Exercise aim ::
Begin with the first line of the listing and quote every line through the one containing "313L37 309L0 315V362L9"; give only those lines.

Content starts

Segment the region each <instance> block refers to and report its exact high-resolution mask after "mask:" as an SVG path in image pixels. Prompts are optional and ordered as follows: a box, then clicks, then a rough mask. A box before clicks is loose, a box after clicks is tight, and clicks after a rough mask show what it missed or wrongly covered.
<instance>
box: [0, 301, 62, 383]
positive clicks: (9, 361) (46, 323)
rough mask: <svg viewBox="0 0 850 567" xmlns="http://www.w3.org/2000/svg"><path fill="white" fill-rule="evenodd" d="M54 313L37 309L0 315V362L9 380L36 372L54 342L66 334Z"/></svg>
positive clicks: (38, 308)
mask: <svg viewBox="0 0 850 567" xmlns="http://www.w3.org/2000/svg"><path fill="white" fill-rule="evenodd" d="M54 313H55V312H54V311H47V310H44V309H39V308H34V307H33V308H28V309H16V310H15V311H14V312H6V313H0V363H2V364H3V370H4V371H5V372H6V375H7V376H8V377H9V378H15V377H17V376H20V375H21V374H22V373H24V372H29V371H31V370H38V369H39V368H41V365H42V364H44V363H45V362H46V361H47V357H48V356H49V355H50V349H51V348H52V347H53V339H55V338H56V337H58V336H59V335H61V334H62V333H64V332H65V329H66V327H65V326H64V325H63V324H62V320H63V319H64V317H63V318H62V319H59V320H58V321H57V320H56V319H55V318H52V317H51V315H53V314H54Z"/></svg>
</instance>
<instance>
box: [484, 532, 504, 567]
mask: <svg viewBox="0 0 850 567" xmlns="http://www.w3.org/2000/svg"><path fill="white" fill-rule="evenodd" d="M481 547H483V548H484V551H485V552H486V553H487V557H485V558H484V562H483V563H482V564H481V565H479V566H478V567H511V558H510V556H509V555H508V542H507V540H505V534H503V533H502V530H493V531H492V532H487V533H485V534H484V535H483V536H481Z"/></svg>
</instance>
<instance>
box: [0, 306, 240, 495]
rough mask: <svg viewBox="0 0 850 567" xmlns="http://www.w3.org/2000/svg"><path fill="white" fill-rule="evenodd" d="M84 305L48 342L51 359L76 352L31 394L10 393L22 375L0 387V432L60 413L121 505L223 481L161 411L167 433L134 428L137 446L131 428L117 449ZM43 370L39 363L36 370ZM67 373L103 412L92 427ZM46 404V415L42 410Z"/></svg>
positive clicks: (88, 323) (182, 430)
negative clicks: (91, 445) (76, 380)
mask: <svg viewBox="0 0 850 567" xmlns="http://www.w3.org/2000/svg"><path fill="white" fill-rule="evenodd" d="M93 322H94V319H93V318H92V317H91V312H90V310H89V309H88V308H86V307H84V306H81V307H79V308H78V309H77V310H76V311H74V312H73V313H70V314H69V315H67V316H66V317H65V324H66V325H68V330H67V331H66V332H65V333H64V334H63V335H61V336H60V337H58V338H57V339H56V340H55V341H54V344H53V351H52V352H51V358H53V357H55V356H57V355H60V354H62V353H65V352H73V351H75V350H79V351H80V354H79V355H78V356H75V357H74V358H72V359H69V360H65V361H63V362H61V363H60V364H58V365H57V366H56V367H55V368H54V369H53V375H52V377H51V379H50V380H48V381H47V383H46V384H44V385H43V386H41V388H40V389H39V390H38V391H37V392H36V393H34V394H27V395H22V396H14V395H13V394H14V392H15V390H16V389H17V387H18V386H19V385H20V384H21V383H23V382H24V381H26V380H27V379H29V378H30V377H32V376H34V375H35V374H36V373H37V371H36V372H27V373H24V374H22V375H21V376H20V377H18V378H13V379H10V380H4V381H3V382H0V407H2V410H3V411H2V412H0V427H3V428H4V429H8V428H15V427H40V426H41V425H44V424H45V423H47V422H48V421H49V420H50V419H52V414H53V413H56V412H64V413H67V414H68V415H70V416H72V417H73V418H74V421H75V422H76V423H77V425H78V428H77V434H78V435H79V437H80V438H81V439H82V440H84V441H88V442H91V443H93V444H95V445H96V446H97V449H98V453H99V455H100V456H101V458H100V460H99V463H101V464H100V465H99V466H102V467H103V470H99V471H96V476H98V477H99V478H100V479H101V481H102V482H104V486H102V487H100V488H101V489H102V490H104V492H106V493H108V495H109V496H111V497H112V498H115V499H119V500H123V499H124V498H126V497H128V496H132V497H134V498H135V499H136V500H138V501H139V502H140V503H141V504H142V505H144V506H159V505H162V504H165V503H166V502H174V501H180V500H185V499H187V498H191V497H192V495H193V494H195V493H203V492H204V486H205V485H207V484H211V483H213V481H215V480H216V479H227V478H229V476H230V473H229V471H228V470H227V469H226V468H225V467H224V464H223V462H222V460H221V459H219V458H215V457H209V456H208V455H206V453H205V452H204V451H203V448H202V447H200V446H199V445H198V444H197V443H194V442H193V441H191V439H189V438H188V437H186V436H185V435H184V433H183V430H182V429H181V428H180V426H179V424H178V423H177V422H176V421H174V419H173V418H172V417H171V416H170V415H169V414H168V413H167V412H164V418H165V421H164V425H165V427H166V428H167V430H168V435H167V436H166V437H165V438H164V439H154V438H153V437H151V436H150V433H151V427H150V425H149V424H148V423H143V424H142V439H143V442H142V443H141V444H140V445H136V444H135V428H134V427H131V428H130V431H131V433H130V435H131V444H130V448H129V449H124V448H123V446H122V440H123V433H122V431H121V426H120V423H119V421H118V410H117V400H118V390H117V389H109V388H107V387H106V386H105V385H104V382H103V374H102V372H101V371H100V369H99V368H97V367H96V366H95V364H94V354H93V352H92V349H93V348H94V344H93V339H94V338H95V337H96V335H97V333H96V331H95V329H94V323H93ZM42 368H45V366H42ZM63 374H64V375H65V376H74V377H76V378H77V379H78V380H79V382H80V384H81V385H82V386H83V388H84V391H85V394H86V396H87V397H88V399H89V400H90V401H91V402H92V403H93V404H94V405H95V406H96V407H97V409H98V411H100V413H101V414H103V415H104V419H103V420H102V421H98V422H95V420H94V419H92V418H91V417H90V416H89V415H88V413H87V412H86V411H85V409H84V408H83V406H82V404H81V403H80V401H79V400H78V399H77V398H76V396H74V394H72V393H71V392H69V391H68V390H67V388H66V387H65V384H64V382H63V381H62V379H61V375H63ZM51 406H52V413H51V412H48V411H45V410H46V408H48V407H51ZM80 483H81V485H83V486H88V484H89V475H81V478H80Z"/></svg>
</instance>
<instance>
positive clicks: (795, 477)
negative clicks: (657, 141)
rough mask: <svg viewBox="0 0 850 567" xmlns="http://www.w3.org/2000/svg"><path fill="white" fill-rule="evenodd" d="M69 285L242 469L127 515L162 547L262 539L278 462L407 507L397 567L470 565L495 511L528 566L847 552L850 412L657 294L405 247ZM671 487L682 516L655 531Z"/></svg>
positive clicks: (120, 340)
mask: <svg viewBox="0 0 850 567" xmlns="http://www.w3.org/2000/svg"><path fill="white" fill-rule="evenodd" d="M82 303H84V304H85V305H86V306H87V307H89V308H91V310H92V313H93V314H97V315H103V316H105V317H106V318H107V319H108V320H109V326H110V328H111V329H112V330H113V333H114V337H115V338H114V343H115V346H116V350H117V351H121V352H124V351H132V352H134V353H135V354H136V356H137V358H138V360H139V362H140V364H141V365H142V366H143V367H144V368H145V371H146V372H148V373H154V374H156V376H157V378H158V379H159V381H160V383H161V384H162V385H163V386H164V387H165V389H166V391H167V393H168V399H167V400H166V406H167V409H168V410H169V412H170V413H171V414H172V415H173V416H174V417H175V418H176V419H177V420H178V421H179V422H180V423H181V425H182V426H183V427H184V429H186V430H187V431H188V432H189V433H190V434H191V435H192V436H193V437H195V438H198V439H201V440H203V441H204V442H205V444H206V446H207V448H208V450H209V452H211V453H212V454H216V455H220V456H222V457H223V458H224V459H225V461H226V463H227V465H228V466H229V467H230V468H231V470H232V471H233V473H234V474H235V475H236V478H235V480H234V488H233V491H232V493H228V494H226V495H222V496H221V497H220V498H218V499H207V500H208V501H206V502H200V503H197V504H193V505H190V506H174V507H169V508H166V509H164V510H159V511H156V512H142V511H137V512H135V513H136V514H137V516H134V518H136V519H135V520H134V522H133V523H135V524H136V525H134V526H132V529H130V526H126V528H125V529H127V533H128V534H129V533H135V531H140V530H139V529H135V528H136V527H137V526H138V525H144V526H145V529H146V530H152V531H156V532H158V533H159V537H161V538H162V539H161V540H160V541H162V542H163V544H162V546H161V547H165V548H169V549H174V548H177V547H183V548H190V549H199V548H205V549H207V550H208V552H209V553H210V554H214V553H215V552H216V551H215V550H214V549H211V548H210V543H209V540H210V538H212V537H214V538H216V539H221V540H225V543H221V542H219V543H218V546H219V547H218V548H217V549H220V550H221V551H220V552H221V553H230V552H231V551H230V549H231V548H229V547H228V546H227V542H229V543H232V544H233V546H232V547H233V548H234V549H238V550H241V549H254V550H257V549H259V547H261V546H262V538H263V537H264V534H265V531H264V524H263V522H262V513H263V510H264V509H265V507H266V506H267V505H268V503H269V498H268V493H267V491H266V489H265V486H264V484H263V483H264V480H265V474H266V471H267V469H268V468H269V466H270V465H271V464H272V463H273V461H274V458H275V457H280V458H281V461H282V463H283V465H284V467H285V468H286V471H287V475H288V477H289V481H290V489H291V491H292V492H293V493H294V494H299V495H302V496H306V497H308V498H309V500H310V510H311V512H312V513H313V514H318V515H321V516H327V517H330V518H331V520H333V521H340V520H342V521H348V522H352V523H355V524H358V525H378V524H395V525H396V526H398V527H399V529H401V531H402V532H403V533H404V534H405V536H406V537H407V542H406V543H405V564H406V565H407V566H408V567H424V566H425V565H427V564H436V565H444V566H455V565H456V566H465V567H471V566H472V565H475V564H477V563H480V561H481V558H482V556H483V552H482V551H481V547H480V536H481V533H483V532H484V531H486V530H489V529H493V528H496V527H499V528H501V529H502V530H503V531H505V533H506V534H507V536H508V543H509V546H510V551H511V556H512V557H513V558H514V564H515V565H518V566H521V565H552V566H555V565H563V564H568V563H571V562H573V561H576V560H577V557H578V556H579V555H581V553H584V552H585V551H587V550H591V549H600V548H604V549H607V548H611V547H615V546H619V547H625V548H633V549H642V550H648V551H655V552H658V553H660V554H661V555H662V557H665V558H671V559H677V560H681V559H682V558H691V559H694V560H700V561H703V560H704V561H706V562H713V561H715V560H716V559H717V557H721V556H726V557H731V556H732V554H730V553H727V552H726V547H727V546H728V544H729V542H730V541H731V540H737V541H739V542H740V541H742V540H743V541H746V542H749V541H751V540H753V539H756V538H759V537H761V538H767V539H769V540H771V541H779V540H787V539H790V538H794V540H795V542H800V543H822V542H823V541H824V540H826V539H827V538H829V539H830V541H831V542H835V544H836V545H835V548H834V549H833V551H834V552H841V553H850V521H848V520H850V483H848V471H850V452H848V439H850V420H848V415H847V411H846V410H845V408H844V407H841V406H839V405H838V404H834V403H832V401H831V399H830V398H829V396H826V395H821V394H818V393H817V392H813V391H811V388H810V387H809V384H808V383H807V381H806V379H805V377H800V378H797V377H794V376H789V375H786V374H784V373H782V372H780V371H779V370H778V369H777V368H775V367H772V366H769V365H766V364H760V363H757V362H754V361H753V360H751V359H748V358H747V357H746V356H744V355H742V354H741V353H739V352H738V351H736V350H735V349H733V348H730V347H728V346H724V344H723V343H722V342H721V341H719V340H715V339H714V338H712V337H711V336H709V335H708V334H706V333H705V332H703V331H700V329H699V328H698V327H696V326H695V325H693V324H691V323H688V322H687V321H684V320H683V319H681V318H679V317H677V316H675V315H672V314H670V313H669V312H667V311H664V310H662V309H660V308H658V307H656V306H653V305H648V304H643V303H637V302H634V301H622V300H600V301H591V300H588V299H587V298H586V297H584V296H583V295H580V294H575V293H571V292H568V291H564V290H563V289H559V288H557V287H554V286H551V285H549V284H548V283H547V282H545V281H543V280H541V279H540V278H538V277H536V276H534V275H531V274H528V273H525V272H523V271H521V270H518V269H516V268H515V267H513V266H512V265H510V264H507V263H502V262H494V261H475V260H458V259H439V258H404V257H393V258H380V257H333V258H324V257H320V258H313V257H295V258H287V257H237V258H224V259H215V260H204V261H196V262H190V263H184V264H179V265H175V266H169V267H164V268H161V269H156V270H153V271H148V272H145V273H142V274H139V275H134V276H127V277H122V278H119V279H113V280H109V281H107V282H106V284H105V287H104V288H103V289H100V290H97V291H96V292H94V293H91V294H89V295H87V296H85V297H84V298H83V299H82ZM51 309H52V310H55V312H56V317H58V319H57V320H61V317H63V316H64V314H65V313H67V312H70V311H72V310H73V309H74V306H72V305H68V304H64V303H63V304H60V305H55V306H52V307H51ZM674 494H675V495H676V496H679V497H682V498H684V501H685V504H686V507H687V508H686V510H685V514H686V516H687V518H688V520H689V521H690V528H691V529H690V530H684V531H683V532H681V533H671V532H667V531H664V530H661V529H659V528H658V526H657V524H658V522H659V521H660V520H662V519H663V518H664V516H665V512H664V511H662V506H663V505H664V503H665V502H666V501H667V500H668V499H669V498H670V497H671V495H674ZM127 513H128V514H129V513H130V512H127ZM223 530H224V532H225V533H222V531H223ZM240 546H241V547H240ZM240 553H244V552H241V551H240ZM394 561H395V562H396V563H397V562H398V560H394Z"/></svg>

Content ends

Solution for this exercise ::
Segment the region each <instance> block refers to and report its exact high-resolution mask after "mask:" as an SVG path in image pixels. Prompts are optional and ordered as follows: a box, then clicks, then a rough mask. A box before clicks is loose, a box after clicks is tight, and clicks after a rough mask show what it missed or wrongly covered.
<instance>
box: [0, 301, 62, 383]
positive clicks: (9, 361) (46, 323)
rough mask: <svg viewBox="0 0 850 567" xmlns="http://www.w3.org/2000/svg"><path fill="white" fill-rule="evenodd" d="M54 313L37 309L0 315V362L9 380L36 372L54 342L66 334Z"/></svg>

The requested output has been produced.